→ Instructions to follow
Reproduce the lines starting at the line that contains "Check the image above for the presence of any aerial" and ending at the line that contains "[28,30,568,424]", switching "aerial photograph" to "satellite image" and leaving everything else unchanged.

→ Raw records
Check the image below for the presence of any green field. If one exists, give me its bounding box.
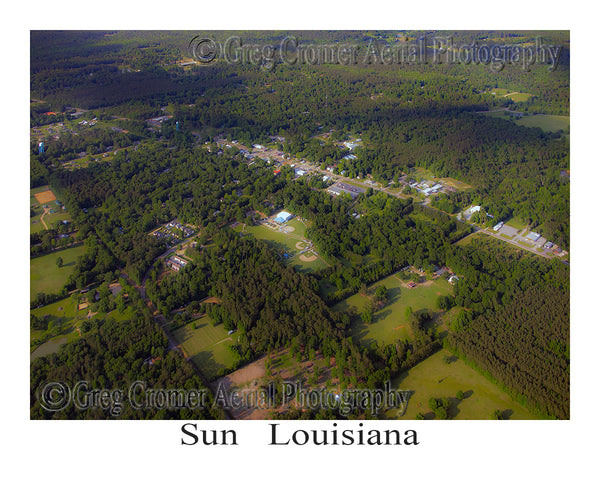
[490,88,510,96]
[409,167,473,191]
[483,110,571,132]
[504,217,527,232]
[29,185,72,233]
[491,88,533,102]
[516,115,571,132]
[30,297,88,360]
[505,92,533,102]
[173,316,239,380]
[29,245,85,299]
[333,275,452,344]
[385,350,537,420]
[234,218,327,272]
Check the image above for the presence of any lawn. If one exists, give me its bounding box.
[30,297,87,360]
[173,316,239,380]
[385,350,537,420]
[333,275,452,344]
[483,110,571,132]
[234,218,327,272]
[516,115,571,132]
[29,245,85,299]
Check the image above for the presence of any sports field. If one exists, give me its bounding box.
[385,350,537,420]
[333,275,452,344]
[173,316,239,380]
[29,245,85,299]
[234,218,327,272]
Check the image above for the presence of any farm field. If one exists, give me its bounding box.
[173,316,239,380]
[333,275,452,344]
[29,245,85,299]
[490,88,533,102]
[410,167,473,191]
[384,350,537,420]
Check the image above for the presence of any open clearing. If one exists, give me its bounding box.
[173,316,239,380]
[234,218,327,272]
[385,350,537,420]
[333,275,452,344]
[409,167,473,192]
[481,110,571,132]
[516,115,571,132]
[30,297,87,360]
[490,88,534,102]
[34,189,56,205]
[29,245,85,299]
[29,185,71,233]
...
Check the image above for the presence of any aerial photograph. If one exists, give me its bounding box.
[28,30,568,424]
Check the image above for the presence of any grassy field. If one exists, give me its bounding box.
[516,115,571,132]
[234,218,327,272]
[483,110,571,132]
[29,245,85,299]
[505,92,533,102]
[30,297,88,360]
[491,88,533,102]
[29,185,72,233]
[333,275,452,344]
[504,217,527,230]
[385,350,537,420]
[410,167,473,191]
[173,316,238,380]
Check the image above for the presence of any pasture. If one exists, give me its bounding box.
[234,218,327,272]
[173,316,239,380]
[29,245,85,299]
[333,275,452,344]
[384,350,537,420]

→ Exercise response
Check the image above for the presence of any satellite image. If one exists, give me its bounding box.
[28,30,568,424]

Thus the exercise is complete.